Activity> Work out how many lines of the material contain the string "with"; the answer is that number only.

Segment Start: Records for the task

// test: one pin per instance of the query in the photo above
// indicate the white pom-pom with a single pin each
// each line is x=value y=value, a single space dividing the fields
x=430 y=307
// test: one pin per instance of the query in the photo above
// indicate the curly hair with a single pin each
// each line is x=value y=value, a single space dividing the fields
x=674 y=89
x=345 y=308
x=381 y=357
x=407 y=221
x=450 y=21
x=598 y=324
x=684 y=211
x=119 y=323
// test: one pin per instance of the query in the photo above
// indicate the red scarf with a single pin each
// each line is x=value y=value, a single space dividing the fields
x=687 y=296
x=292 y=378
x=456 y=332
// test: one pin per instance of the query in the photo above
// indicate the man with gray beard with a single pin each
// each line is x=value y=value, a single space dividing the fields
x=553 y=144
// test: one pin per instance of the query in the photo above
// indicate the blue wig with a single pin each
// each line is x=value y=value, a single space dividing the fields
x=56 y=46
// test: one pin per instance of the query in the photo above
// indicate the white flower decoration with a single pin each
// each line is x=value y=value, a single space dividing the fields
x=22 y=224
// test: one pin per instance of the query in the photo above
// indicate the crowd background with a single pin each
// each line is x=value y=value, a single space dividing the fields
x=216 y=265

Segment End: Records for the task
Segment Start: Records for the task

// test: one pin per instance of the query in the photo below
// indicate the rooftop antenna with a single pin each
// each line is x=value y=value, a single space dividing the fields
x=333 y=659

Segment End: Records for the task

Written answer> 8